##### Data in this exercise

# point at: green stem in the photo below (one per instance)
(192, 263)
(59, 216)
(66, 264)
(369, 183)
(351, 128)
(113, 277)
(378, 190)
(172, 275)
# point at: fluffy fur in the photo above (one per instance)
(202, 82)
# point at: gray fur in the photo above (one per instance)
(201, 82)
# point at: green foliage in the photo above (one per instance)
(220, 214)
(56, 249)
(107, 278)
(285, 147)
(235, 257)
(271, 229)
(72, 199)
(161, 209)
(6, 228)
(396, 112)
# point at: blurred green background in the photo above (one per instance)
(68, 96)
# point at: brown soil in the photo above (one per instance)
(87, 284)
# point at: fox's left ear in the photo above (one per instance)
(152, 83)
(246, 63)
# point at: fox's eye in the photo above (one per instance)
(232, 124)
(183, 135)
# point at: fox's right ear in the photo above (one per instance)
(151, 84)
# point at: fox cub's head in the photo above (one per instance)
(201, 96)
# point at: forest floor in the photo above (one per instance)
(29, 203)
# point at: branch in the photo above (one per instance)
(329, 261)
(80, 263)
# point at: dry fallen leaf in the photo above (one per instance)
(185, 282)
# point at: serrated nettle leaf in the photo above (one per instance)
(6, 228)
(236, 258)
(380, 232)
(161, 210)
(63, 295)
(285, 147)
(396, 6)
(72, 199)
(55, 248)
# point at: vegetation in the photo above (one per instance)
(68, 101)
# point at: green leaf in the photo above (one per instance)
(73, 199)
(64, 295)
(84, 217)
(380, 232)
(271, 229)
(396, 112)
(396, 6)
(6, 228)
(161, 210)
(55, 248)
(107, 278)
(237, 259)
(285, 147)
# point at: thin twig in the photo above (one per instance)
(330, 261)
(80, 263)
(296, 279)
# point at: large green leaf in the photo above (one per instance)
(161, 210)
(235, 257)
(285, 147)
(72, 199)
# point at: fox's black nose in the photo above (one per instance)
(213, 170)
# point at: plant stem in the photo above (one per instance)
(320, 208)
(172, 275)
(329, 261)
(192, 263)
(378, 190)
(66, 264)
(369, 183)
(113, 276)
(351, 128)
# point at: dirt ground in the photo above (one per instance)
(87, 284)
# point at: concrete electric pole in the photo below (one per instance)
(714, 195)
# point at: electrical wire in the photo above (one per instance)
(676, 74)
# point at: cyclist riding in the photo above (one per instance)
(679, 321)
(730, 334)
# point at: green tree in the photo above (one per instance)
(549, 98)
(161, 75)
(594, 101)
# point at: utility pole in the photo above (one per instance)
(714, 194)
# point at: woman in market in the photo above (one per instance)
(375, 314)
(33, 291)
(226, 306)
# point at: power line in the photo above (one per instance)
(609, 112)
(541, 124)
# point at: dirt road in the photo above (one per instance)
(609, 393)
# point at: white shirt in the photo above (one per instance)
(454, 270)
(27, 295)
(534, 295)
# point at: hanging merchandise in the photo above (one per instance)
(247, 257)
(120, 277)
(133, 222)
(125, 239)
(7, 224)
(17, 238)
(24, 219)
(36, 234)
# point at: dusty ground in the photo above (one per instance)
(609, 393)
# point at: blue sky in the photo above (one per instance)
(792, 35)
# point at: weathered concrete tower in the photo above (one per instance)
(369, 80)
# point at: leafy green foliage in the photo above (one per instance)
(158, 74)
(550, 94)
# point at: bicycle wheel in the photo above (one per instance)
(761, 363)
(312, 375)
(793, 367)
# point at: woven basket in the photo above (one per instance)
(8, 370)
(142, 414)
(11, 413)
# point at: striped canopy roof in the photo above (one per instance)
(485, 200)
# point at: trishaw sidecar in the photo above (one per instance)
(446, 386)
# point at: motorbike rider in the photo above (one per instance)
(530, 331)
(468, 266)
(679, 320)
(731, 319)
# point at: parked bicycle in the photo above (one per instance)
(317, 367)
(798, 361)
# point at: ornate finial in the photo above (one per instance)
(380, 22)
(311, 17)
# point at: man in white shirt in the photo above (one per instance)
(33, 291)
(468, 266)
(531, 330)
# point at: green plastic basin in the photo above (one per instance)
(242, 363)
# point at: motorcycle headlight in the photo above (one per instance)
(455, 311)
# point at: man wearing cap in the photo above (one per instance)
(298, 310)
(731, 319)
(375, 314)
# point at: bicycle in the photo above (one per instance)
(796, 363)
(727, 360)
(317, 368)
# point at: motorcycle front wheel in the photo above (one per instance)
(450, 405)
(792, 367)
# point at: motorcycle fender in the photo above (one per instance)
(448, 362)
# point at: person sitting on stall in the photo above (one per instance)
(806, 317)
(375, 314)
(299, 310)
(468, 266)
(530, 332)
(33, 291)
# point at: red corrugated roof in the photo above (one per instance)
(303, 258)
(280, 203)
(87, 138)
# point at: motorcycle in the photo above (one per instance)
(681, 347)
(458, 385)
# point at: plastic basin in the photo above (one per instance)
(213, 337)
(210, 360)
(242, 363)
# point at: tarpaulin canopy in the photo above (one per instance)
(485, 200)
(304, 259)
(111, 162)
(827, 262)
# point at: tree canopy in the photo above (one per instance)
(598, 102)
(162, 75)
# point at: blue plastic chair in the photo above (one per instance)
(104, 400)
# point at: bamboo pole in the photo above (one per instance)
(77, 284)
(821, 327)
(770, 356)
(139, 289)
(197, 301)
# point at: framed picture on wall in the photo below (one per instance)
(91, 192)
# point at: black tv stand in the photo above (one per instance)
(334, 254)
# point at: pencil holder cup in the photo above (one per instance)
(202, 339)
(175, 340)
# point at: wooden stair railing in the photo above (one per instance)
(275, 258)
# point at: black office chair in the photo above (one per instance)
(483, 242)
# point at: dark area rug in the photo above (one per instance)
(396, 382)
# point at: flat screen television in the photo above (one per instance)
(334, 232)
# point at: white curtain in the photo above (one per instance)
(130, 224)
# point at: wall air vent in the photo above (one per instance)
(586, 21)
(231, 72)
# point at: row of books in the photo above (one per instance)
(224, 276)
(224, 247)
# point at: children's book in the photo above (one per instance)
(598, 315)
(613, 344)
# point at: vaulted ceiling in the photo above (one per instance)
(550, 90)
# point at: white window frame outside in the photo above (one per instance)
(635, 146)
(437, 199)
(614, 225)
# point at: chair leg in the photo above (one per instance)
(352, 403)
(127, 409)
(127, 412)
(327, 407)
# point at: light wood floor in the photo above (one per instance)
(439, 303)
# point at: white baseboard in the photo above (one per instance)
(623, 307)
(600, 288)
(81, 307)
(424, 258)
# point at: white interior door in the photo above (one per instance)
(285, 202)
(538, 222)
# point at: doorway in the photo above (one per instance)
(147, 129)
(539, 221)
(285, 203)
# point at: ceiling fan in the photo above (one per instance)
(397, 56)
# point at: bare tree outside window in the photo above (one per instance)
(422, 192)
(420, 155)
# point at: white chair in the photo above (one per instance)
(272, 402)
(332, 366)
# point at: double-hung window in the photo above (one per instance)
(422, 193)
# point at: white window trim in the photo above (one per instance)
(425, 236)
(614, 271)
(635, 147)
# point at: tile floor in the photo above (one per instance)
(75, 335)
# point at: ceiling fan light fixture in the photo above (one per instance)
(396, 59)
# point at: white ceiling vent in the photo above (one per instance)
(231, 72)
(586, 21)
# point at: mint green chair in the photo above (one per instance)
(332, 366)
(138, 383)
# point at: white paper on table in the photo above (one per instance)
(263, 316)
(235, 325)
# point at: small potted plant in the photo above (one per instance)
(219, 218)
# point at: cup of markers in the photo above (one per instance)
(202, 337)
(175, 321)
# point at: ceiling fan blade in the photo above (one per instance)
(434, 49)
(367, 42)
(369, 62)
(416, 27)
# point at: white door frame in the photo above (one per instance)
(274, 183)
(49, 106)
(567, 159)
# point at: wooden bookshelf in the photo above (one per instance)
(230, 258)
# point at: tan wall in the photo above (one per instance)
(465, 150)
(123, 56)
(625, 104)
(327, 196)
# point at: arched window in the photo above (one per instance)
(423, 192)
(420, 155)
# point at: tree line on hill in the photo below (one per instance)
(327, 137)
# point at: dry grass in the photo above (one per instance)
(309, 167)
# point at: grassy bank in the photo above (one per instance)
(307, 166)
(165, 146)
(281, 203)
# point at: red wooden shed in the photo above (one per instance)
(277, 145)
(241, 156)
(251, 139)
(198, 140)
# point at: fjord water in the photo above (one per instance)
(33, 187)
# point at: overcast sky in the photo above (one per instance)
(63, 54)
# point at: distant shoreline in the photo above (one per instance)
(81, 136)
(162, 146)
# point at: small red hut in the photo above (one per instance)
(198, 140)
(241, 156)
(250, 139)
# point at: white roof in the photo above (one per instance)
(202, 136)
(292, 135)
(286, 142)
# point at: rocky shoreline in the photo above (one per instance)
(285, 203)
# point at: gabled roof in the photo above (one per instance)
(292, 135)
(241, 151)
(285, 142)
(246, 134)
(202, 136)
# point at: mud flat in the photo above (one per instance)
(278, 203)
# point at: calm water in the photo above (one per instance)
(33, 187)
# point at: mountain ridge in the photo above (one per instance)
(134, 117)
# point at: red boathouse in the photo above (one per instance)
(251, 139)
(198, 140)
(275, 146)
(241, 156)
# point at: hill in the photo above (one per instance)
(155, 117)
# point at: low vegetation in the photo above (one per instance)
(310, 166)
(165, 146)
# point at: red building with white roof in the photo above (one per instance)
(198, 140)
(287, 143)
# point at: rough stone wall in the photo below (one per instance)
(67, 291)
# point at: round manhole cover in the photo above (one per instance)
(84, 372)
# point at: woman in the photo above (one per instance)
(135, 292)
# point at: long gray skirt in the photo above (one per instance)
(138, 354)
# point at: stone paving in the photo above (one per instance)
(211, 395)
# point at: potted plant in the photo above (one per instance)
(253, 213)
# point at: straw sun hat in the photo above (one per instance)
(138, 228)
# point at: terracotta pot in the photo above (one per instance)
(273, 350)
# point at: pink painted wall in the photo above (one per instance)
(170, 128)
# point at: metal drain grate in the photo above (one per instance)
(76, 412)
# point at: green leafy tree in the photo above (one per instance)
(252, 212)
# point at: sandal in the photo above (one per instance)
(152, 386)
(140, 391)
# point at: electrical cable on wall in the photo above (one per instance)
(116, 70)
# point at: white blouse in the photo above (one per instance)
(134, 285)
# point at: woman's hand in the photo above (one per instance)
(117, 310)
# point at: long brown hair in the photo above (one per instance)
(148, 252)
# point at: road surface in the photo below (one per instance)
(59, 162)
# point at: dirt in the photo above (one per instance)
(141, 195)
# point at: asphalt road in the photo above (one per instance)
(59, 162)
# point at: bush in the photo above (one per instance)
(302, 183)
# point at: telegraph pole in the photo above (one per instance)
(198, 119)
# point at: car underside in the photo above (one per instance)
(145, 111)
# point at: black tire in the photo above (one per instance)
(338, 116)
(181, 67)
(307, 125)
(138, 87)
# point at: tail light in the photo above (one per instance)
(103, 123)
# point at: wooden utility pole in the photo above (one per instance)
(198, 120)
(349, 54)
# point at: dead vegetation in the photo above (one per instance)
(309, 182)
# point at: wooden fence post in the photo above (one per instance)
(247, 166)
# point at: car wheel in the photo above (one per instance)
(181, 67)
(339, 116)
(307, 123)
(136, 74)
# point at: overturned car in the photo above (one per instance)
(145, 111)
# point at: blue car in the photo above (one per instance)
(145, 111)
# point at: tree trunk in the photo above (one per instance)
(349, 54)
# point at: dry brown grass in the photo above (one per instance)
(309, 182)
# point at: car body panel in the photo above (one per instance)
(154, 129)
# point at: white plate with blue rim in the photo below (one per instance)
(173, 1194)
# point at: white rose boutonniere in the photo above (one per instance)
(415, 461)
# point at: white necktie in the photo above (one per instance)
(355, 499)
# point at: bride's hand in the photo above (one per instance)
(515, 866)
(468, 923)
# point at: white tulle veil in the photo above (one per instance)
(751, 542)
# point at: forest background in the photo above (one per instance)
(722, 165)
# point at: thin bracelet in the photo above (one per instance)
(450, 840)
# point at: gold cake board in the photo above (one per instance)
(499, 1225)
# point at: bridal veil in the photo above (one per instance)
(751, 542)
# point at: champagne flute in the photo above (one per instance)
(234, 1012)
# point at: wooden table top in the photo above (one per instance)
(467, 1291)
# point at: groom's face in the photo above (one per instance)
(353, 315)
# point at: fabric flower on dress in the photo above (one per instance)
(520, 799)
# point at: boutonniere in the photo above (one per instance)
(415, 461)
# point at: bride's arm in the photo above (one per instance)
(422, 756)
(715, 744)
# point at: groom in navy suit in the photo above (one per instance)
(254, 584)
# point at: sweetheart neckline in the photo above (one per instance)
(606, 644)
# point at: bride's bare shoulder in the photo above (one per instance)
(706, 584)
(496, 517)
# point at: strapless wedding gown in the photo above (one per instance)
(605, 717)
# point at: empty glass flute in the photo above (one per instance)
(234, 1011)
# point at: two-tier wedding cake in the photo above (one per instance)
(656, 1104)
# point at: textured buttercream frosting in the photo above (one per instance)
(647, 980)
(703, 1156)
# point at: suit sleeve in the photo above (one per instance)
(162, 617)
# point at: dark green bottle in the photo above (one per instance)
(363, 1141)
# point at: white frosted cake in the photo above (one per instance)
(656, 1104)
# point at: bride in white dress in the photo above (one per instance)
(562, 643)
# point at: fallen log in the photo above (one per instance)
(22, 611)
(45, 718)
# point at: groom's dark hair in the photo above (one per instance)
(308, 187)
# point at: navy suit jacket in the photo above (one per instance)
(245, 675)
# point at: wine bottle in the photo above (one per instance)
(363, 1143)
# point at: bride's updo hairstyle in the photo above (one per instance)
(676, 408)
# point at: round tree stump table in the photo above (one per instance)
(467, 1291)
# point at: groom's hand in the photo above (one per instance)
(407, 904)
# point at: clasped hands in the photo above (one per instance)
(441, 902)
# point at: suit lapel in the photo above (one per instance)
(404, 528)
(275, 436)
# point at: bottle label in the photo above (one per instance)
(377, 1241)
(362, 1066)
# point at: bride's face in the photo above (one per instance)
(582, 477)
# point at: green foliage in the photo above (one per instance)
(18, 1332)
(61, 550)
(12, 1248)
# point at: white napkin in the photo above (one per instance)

##########

**Problem requirements:**
Please write out the items again, word for word, from the line containing "# point at: dead" down to the line containing "(173, 1194)", both of those lines included.

**Reply:**
# point at: dead vegetation in the photo above (one per instance)
(309, 182)
# point at: wooden fence post in the photo above (one per instance)
(247, 166)
# point at: car wheel in the photo above (one per instance)
(181, 67)
(339, 116)
(307, 123)
(136, 74)
# point at: overturned car in the photo above (one per instance)
(145, 111)
# point at: blue car in the photo above (one per instance)
(145, 111)
# point at: tree trunk in the photo above (one per instance)
(349, 54)
# point at: dry brown grass in the photo above (one per instance)
(309, 182)
# point at: car body panel in the photo above (one per instance)
(154, 129)
# point at: white plate with blue rim in the photo below (one per instance)
(173, 1194)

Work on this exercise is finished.